Exercise instructions -> Please rewrite the stretch from the start of the entries through the line that contains "positive clicks: (497, 126) (497, 109)", replacing "rough mask" with "coarse mask" and keeping everything else unchanged.

Data to examine ->

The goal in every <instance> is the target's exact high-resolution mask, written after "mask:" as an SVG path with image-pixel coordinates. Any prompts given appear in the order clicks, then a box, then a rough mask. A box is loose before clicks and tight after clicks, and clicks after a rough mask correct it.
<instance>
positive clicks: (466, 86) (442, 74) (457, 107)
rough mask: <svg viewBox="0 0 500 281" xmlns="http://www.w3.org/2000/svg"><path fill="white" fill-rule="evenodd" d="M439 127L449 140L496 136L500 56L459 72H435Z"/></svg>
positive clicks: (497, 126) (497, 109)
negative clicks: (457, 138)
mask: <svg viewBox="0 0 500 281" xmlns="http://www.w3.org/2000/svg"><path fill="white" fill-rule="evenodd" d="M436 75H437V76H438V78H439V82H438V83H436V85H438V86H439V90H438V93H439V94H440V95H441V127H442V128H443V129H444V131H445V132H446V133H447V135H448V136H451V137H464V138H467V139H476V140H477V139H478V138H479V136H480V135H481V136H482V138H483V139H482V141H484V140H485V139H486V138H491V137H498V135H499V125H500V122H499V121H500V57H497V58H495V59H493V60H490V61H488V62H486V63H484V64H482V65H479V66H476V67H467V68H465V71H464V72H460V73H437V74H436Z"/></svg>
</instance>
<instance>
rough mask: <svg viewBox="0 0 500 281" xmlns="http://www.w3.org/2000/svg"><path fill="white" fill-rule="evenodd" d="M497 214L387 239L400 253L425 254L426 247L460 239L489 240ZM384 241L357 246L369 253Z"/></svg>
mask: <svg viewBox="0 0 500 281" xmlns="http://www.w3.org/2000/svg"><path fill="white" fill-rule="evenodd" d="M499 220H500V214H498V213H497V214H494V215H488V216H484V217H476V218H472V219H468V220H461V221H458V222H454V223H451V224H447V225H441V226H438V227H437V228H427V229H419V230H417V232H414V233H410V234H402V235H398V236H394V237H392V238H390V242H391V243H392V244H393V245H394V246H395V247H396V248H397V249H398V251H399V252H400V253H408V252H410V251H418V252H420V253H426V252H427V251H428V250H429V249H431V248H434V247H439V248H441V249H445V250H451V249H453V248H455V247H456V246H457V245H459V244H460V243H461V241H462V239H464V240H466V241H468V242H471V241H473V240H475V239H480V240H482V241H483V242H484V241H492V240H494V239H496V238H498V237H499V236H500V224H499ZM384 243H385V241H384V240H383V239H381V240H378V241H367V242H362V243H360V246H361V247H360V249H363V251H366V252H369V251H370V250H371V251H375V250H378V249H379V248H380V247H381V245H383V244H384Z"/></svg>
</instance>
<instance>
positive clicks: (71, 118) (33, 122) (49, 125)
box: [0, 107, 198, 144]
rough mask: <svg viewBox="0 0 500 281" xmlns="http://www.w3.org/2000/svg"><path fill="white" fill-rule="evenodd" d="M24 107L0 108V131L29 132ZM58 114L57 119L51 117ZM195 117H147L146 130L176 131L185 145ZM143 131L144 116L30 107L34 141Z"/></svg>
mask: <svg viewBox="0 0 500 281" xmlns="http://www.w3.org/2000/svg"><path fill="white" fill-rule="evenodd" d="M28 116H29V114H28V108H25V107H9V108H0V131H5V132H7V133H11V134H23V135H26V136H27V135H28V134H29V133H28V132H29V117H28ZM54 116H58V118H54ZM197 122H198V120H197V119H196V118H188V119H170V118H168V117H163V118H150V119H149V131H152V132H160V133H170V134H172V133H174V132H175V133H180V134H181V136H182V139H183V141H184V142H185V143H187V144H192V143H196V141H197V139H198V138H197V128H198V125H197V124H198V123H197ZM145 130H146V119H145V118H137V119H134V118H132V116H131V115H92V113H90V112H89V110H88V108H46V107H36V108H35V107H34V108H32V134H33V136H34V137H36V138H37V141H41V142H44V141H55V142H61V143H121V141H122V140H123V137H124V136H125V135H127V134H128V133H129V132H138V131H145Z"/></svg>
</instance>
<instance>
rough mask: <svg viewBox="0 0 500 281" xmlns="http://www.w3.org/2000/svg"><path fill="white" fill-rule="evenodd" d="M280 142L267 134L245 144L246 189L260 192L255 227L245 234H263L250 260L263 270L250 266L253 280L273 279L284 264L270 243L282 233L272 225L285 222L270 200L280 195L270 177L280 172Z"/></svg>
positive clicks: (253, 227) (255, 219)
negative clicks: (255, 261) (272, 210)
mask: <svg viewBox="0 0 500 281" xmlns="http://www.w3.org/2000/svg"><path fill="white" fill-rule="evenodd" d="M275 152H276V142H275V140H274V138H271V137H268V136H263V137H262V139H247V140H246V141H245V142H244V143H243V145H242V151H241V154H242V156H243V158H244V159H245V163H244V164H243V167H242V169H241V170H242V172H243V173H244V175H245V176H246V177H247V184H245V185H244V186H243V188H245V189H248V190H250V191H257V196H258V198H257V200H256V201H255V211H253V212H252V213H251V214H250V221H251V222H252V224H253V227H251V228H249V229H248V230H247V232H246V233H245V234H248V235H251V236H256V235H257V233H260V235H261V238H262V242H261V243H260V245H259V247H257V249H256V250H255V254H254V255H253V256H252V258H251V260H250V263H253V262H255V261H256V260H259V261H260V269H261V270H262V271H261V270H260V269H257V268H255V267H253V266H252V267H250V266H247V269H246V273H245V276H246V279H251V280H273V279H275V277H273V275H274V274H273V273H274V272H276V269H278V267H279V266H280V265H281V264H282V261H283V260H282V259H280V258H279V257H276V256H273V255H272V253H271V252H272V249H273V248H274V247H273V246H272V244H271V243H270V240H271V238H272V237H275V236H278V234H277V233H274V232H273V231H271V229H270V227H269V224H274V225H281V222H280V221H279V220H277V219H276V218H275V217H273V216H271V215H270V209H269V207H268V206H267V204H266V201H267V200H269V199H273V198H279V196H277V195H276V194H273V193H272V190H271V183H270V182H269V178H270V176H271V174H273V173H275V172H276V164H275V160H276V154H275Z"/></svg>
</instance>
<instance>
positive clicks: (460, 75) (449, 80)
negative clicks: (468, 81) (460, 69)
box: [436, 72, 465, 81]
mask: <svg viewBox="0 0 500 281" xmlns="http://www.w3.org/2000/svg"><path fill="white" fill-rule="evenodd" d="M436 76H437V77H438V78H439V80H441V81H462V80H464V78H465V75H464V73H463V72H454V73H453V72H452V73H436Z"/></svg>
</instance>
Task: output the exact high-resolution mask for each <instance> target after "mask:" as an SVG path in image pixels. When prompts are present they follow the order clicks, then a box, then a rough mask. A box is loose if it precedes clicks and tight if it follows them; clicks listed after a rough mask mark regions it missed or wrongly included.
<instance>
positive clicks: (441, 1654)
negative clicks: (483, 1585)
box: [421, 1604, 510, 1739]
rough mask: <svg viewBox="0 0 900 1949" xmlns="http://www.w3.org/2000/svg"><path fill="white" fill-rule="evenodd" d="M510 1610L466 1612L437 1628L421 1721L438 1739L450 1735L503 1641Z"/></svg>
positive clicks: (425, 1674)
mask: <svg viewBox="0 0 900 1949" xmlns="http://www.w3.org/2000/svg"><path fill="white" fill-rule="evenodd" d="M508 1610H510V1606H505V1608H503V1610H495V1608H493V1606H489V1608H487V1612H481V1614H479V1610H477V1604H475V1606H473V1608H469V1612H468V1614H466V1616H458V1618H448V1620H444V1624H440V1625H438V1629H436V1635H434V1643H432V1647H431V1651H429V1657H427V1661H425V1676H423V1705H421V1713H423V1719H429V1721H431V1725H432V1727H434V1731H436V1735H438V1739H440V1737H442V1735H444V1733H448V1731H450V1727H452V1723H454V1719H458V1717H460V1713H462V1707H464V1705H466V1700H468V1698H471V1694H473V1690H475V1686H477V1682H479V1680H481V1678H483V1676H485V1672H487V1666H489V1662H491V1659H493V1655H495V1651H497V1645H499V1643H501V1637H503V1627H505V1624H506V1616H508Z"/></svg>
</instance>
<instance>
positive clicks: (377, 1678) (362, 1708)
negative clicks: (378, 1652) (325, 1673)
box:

Answer area ->
The goal in every <instance> is the target's exact high-resolution mask, written after "mask:" as an SVG path with image-pixel coordinates. Any prompts given appear in the order clicks, then a box, then a coarse mask. A box is loose before clicks and tight after clicks, and clicks after a coarse mask correct it.
<instance>
positive clicks: (466, 86) (442, 74) (457, 107)
coarse mask: <svg viewBox="0 0 500 281" xmlns="http://www.w3.org/2000/svg"><path fill="white" fill-rule="evenodd" d="M439 127L449 140L496 136L500 56L459 72H435Z"/></svg>
positive clicks: (497, 126) (497, 109)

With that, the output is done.